**** Input for this task ****

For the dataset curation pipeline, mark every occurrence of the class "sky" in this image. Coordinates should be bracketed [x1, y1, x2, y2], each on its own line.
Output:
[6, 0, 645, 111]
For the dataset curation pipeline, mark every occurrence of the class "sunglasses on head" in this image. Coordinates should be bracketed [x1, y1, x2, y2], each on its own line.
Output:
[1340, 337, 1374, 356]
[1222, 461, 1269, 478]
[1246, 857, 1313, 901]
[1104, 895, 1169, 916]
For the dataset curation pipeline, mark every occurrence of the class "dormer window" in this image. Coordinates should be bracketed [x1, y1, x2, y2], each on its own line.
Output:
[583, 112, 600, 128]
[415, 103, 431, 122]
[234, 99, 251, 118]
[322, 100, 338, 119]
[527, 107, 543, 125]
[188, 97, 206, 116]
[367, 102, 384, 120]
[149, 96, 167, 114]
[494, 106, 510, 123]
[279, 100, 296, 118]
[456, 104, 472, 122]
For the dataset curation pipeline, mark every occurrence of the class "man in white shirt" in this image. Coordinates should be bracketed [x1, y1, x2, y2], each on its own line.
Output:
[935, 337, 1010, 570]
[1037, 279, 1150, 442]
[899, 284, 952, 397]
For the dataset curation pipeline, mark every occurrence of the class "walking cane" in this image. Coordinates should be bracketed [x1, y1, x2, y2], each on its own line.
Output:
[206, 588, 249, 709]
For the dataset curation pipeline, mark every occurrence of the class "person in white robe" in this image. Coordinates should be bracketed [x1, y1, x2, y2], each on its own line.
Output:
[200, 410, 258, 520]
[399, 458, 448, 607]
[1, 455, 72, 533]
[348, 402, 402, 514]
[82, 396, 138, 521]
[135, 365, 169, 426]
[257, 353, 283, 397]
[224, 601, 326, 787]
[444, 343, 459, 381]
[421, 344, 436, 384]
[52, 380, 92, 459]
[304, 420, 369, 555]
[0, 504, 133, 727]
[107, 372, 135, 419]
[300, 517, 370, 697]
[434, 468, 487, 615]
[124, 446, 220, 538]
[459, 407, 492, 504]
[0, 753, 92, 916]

****

Exercise description
The material is to be output in full, exactly as it stands.

Written answer
For the dataset curation pipeline, mark every occurrence of the class "sky" in this image. Coordinates should be bracketed [x1, y1, x2, y2], each on its own line.
Output:
[6, 0, 645, 111]
For the dataset curation pipeline, mark every occurrence of the class "sunglasses on head" in this image. Coordinates should be bracketed [x1, y1, x2, y2], each on its own line.
Output:
[1340, 337, 1374, 356]
[1222, 461, 1269, 478]
[1246, 857, 1313, 901]
[1104, 895, 1169, 916]
For the dataset curation pipeline, mark every occurrence of the class "dormer window" in this image. Coordinates should be bracketed [x1, y1, x2, y2], each on its own line.
Output:
[583, 112, 600, 128]
[415, 103, 431, 122]
[234, 99, 251, 118]
[322, 100, 338, 119]
[527, 107, 543, 125]
[188, 97, 206, 116]
[367, 102, 384, 120]
[149, 96, 167, 114]
[494, 106, 510, 123]
[279, 100, 296, 118]
[456, 104, 472, 122]
For the dataset curation pipeline, mark every occurrence of the class "man in white shirt" in this image. Coordinates should be bracketed [x1, y1, x2, y2], each on its own line.
Output:
[935, 337, 1010, 570]
[1037, 279, 1150, 442]
[899, 284, 952, 397]
For the dataset curation pipeline, mark every occurrence of the class "walking cane" in this image. Coordinates should be bracketed [x1, y1, x2, y2], each on its own line.
Output:
[206, 588, 249, 709]
For the dataset curation pipeline, mark every occurrence of the class "person in white robe" in this image. Coordinates should be bracketed [x1, y1, x2, y2], each on its own line.
Output:
[200, 410, 258, 520]
[399, 458, 448, 607]
[1, 455, 72, 533]
[348, 402, 402, 514]
[82, 396, 138, 521]
[135, 365, 169, 426]
[257, 353, 283, 397]
[224, 601, 326, 787]
[444, 343, 459, 381]
[421, 344, 436, 384]
[52, 380, 92, 459]
[304, 420, 369, 555]
[0, 504, 133, 727]
[107, 372, 135, 419]
[300, 517, 370, 697]
[434, 468, 487, 615]
[124, 446, 220, 538]
[459, 407, 492, 504]
[0, 753, 92, 916]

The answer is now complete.